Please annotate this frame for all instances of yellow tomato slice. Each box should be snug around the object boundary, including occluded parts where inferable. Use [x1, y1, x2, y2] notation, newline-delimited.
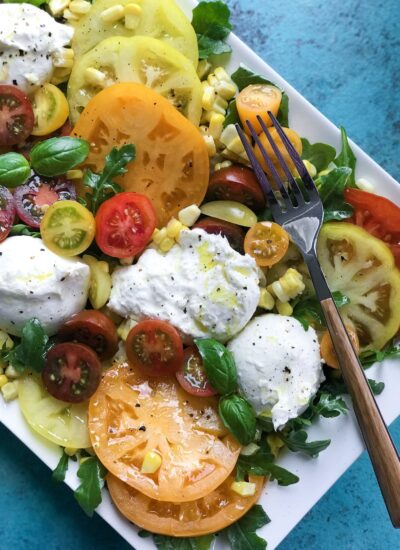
[317, 222, 400, 350]
[107, 472, 265, 537]
[31, 83, 69, 137]
[18, 376, 91, 449]
[237, 84, 282, 134]
[72, 83, 209, 227]
[244, 221, 290, 267]
[89, 360, 241, 502]
[40, 200, 95, 257]
[200, 201, 257, 227]
[254, 127, 302, 180]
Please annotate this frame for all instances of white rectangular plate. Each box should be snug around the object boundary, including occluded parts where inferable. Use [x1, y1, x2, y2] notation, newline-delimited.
[1, 1, 400, 549]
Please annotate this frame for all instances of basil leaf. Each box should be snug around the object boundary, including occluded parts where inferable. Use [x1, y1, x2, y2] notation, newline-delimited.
[30, 137, 90, 177]
[237, 451, 299, 486]
[152, 534, 215, 550]
[311, 392, 348, 418]
[334, 126, 357, 186]
[316, 166, 354, 222]
[224, 505, 270, 550]
[9, 224, 40, 238]
[0, 152, 30, 188]
[7, 318, 49, 373]
[52, 450, 69, 482]
[281, 429, 331, 458]
[368, 378, 385, 395]
[192, 1, 233, 59]
[195, 338, 237, 394]
[74, 457, 107, 517]
[219, 394, 256, 445]
[360, 345, 400, 369]
[301, 139, 336, 173]
[277, 92, 289, 127]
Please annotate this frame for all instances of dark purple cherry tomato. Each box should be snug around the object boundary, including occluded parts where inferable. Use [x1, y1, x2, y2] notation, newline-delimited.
[194, 216, 245, 253]
[207, 166, 265, 211]
[42, 342, 102, 403]
[176, 347, 217, 397]
[14, 173, 76, 228]
[0, 185, 16, 243]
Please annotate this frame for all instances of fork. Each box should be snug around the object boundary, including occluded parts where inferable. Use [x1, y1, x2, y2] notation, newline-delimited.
[236, 113, 400, 527]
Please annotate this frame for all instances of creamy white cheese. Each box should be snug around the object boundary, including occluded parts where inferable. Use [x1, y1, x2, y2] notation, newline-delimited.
[109, 229, 260, 342]
[0, 236, 90, 336]
[228, 314, 324, 430]
[0, 3, 73, 93]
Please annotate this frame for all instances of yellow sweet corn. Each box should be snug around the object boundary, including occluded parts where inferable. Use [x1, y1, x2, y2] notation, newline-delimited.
[0, 374, 8, 388]
[276, 299, 293, 316]
[63, 8, 79, 21]
[197, 59, 212, 80]
[178, 204, 201, 227]
[69, 0, 91, 14]
[258, 288, 275, 310]
[302, 159, 317, 178]
[267, 433, 285, 458]
[141, 451, 162, 474]
[159, 237, 175, 253]
[214, 66, 230, 82]
[124, 2, 142, 15]
[53, 48, 74, 69]
[49, 0, 70, 16]
[100, 4, 125, 23]
[64, 447, 78, 457]
[1, 381, 18, 402]
[215, 80, 237, 100]
[356, 178, 375, 192]
[166, 218, 184, 240]
[208, 112, 225, 140]
[5, 365, 20, 380]
[214, 160, 233, 172]
[124, 3, 142, 29]
[268, 268, 305, 303]
[230, 481, 257, 497]
[119, 256, 134, 266]
[203, 134, 217, 157]
[152, 227, 168, 245]
[240, 442, 260, 456]
[201, 83, 216, 111]
[117, 318, 138, 341]
[85, 67, 107, 87]
[66, 169, 83, 180]
[212, 95, 229, 115]
[207, 74, 219, 87]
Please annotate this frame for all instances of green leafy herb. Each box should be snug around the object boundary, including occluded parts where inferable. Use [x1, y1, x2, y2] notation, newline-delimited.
[224, 505, 270, 550]
[311, 392, 348, 418]
[9, 224, 40, 238]
[194, 338, 237, 394]
[6, 318, 49, 373]
[52, 450, 69, 482]
[293, 291, 349, 330]
[237, 447, 299, 486]
[368, 378, 385, 395]
[74, 457, 107, 517]
[83, 144, 136, 214]
[30, 137, 90, 177]
[192, 1, 232, 59]
[277, 92, 289, 127]
[281, 429, 331, 458]
[219, 394, 256, 445]
[301, 139, 336, 173]
[316, 166, 354, 222]
[334, 126, 357, 187]
[223, 98, 240, 128]
[152, 534, 215, 550]
[0, 152, 31, 188]
[320, 372, 347, 397]
[360, 345, 400, 369]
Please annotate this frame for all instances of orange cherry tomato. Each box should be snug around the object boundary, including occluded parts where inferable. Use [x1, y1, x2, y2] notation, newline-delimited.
[107, 471, 265, 537]
[237, 84, 282, 134]
[244, 221, 290, 267]
[320, 326, 360, 369]
[253, 127, 302, 180]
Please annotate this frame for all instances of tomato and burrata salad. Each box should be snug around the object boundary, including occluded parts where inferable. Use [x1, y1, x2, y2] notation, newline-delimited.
[0, 0, 399, 547]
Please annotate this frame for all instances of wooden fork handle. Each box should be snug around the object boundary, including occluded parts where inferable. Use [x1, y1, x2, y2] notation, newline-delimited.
[321, 297, 400, 527]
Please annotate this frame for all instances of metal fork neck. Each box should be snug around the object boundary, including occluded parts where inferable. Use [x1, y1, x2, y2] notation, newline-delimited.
[303, 252, 332, 301]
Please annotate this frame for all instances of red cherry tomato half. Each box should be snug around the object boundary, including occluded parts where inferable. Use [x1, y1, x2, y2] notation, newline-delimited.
[125, 319, 184, 377]
[0, 85, 34, 147]
[42, 342, 102, 403]
[58, 310, 118, 360]
[344, 188, 400, 268]
[207, 166, 265, 211]
[95, 192, 157, 258]
[194, 216, 245, 253]
[14, 173, 76, 228]
[176, 346, 217, 397]
[0, 186, 16, 243]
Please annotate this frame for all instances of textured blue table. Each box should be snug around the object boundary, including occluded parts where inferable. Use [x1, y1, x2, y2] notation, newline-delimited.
[1, 1, 400, 549]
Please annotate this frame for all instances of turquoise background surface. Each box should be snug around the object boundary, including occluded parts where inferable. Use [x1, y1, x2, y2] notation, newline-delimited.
[1, 1, 399, 549]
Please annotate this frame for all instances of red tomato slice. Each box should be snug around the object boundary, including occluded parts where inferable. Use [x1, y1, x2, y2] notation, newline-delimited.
[193, 216, 245, 253]
[95, 192, 156, 258]
[0, 186, 16, 243]
[0, 85, 34, 147]
[42, 342, 102, 403]
[176, 346, 217, 397]
[125, 320, 183, 377]
[207, 166, 265, 211]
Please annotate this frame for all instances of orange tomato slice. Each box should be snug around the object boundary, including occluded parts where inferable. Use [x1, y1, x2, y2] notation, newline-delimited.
[107, 472, 265, 537]
[72, 83, 209, 227]
[89, 359, 241, 502]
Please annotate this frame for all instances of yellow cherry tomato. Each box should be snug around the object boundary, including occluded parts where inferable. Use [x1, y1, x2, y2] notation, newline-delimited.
[82, 254, 112, 309]
[244, 221, 290, 267]
[237, 84, 282, 134]
[41, 200, 95, 257]
[254, 127, 303, 180]
[200, 200, 257, 227]
[31, 83, 69, 137]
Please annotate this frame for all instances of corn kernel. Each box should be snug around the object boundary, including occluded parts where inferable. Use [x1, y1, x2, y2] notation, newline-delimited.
[240, 443, 260, 456]
[69, 0, 91, 14]
[63, 8, 79, 21]
[207, 74, 219, 87]
[231, 481, 257, 497]
[178, 204, 201, 227]
[85, 67, 107, 87]
[1, 381, 18, 402]
[124, 4, 142, 29]
[159, 237, 175, 253]
[214, 160, 232, 172]
[214, 67, 230, 82]
[117, 318, 138, 341]
[152, 227, 167, 245]
[49, 0, 70, 16]
[64, 447, 78, 457]
[0, 374, 8, 388]
[141, 451, 162, 473]
[66, 169, 83, 180]
[5, 365, 20, 379]
[100, 4, 125, 23]
[202, 84, 216, 111]
[124, 2, 142, 15]
[356, 178, 375, 192]
[276, 299, 293, 316]
[197, 60, 212, 80]
[269, 268, 305, 302]
[258, 288, 275, 310]
[208, 112, 225, 141]
[200, 110, 218, 124]
[166, 218, 184, 240]
[267, 434, 285, 458]
[215, 80, 237, 100]
[203, 134, 216, 157]
[302, 159, 317, 178]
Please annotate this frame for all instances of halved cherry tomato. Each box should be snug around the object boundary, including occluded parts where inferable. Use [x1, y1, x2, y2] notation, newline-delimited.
[95, 192, 156, 259]
[207, 166, 265, 211]
[14, 173, 76, 228]
[320, 326, 360, 369]
[345, 188, 400, 268]
[237, 84, 282, 134]
[0, 85, 34, 147]
[176, 346, 217, 397]
[59, 310, 118, 360]
[126, 319, 184, 377]
[0, 186, 16, 243]
[194, 216, 245, 253]
[40, 200, 95, 256]
[31, 83, 69, 137]
[42, 342, 102, 403]
[244, 221, 290, 266]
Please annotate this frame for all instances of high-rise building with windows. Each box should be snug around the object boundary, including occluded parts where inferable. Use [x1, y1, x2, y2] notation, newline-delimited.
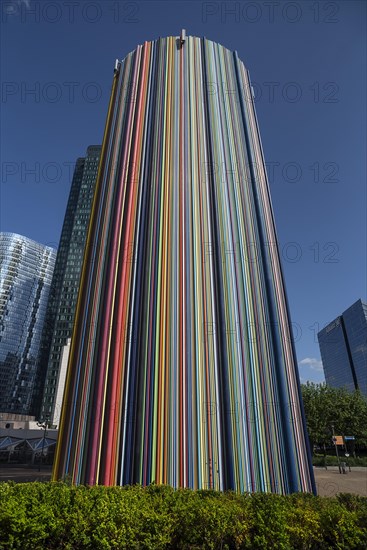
[318, 299, 367, 396]
[0, 233, 56, 415]
[39, 146, 101, 423]
[54, 34, 315, 494]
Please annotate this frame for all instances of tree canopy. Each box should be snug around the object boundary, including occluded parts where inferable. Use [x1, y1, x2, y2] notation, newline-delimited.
[301, 383, 367, 450]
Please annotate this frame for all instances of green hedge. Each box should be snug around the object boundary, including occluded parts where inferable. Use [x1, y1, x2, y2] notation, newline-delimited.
[0, 483, 366, 549]
[313, 455, 367, 467]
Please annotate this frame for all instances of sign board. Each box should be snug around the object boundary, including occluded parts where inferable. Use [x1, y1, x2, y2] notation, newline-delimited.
[332, 436, 344, 445]
[344, 436, 355, 441]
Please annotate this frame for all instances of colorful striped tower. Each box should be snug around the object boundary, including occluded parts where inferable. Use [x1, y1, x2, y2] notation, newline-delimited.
[53, 35, 315, 494]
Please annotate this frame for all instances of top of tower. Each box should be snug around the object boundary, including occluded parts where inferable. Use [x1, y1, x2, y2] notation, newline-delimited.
[114, 34, 247, 72]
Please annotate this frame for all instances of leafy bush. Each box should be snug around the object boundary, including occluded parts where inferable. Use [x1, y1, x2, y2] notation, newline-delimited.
[313, 454, 367, 467]
[0, 482, 366, 549]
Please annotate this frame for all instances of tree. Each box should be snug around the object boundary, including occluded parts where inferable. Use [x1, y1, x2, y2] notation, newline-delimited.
[301, 382, 367, 453]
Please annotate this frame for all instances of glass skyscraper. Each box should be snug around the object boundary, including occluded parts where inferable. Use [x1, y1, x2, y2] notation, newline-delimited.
[39, 146, 101, 423]
[54, 35, 315, 494]
[318, 299, 367, 396]
[0, 233, 56, 415]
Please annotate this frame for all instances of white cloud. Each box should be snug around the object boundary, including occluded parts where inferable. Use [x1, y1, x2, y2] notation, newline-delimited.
[298, 357, 323, 372]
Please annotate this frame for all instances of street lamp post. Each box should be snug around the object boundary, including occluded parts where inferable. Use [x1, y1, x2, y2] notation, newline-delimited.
[37, 417, 49, 472]
[343, 437, 352, 472]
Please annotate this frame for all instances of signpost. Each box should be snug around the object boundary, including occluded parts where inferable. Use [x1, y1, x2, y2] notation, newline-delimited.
[330, 428, 354, 474]
[331, 424, 342, 473]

ACTIVITY:
Copy each line, exactly, that falls between the line containing "Please annotate this frame for all instances of street" and the end of the entries, both included.

FINISHED EXERCISE:
Please annotate this frame for all instances of street lamp post. Each box should be snug around the object boundary, including occluded parts where inferable. Use [x1, y1, x2, y2] notation, newline-delimited.
[37, 417, 49, 472]
[343, 437, 352, 472]
Please annotate this frame for all instances of signpost. Each box should be snug around the object boundary, including occluded parts where inferable. Use [x1, y1, x2, y2] notation, newline-delimited.
[330, 428, 354, 474]
[331, 424, 342, 473]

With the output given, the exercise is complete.